*Tekst źródłowy*.
30 października w sali widowiskowej w Kikole odbyło się spotkanie z inwestorem i wykonawcą Centralnego Portu Komunikacyjnego, którego linie kolejowe i drogowe przebiegać będą także przez gminę Kikół
– Realizacja naszej inwestycji wiąże się z nabywaniem gruntów prywatnych i odbywa się to na dwa sposoby – mówi Joanna Bogdanowicz. – Jednym trybem jest wywłaszczenie, które w procesie administracyjnym prowadzi wojewoda i odbywa się to na późniejszym etapie inwestycji. Pierwszą procedurą jest program dobrowolnych nabyć opisany w ustawie o Centralnym Porcie Komunikacyjnym i możemy go uruchomić po otrzymaniu decyzji środowiskowej, kiedy już dokładnie będziemy wiedzieli, które grunty są potrzebne pod inwestycję. Odbywa się to na zasadach indywidualnych, dane nieruchomości wyceniane są przez rzeczoznawcę i jest podpisywana umowa kupna-sprzedaży, jeżeli właściciel skorzysta z takiej oferty.
Lepiej sprzedać dobrowolnie
A oferta w trybie dobrowolnych nabyć wygląda tak, że do ceny wskazanej przez rzeczoznawcę majątkowego dodawane jest 40 procent do nieruchomości zabudowanej i 20 procent do gruntów, czyli nieruchomości niezabudowanych.
– Dla budynków w złym stanie technicznym korzystniejsza jest metoda odtworzeniowa, ponieważ wartość takich budynków jest niska i dodając 40 procent, oferta mogłaby być niezbyt atrakcyjna – dodaje Joanna Bogdanowicz. – Metoda odtworzeniowa bez stopnia zużycia polega na tym, że wycenia się za ile dana nieruchomość mogłaby być odtworzona, czyli zbudowana w dzisiejszych realiach. Taki sam budynek, o takich samych parametrach może zostać odtworzony w nowym miejscu.
Jak będą wyglądały płatności za domy, gospodarstwa czy grunta przejęte pod budowę CPK? Otóż w przypadku dobrowolnych nabyć, a więc najbardziej korzystnego wariantu, wypłata pełnej sumy ustalonej przez rzeczoznawcę zwiększonej stosunkowo o 40 procent lub 20 procent nastąpi w ciągu 30 dni po podpisaniu umowy w formie odszkodowania.

*Przekazane wiersze*.
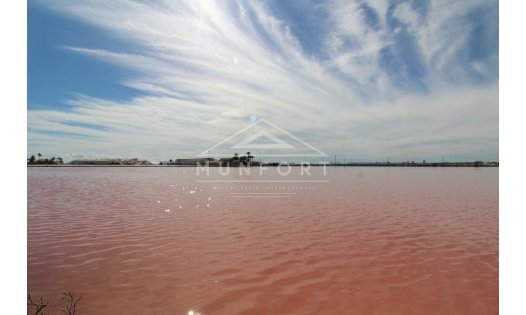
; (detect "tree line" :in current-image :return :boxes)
[27,153,64,165]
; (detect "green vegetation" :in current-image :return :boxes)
[27,153,64,165]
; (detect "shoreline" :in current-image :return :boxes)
[27,163,499,168]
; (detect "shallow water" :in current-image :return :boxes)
[27,167,498,315]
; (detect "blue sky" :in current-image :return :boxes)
[28,0,499,161]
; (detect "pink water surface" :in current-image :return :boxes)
[27,167,499,315]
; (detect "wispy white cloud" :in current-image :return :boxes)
[28,0,498,160]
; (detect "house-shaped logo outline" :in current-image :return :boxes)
[197,118,328,157]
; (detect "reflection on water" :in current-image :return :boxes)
[27,167,498,315]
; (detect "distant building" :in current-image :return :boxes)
[173,158,217,165]
[68,158,152,165]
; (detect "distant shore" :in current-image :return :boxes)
[27,162,499,168]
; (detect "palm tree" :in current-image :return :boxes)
[247,152,254,163]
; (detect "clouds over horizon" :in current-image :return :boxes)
[28,1,498,161]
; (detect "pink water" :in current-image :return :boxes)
[27,167,499,315]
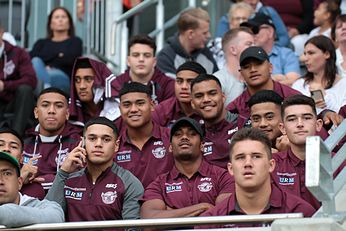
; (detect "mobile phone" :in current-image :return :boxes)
[82,137,85,148]
[311,90,324,102]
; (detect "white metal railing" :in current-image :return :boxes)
[0,213,303,231]
[111,0,196,72]
[305,120,346,221]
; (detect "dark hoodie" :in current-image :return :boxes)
[157,34,218,78]
[23,122,81,190]
[69,57,112,126]
[106,68,175,104]
[0,40,37,102]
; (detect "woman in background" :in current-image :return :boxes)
[292,35,346,114]
[30,7,82,94]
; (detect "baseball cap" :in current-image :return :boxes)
[170,117,204,141]
[240,13,275,34]
[0,152,20,176]
[239,46,269,66]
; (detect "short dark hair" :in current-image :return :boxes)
[83,117,119,138]
[191,74,222,91]
[127,34,156,56]
[37,87,69,104]
[229,128,272,160]
[46,6,75,38]
[0,127,24,151]
[247,90,283,108]
[281,95,317,119]
[119,82,151,98]
[330,14,346,42]
[74,58,92,71]
[175,61,207,74]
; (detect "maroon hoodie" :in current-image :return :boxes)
[0,40,37,102]
[106,68,175,104]
[23,123,81,190]
[69,57,112,126]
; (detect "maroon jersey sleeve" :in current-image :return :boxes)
[141,176,165,202]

*Zadania do wykonania*.
[A] Według tekstu o wykupie gruntów pod CPK, ile procent dolicza się do ceny wskazanej przez rzeczoznawcę w przypadku gruntów niezabudowanych w trybie dobrowolnych nabyć?
[B] Przepisz z tekstu o wykupie gruntów pod CPK, słowo w słowo, fragment od „Lepiej sprzedać dobrowolnie” do „czyli nieruchomości niezabudowanych.”.
[C] Ciągnij dalej tekst o wykupie gruntów pod CPK, zaczynając zaraz po jego ostatnim zdaniu.

*Odpowiedzi do zadań*.
[A] 20 procent.

[B]
Lepiej sprzedać dobrowolnie
A oferta w trybie dobrowolnych nabyć wygląda tak, że do ceny wskazanej przez rzeczoznawcę majątkowego dodawane jest 40 procent do nieruchomości zabudowanej i 20 procent do gruntów, czyli nieruchomości niezabudowanych.

[C]
– Od podpisania umowy kupna-sprzedaży i protokołu uzgodnień można mówić o czasie, kiedy dana nieruchomość zostanie oddana, można ją użytkować przez dany okres czasu i to też jest dodatkowym atutem – wyjaśnia Joanna Bogdanowicz z CPK. – Mając już odszkodowanie na koncie, można znaleźć sobie coś nowego lub wybudować dom. Jeśli zaś chodzi o wywłaszczenie, procedurę prowadzi wojewoda i wtedy odszkodowanie wypłacane jest w innych terminach, mogą tu występować procesy odwoławcze.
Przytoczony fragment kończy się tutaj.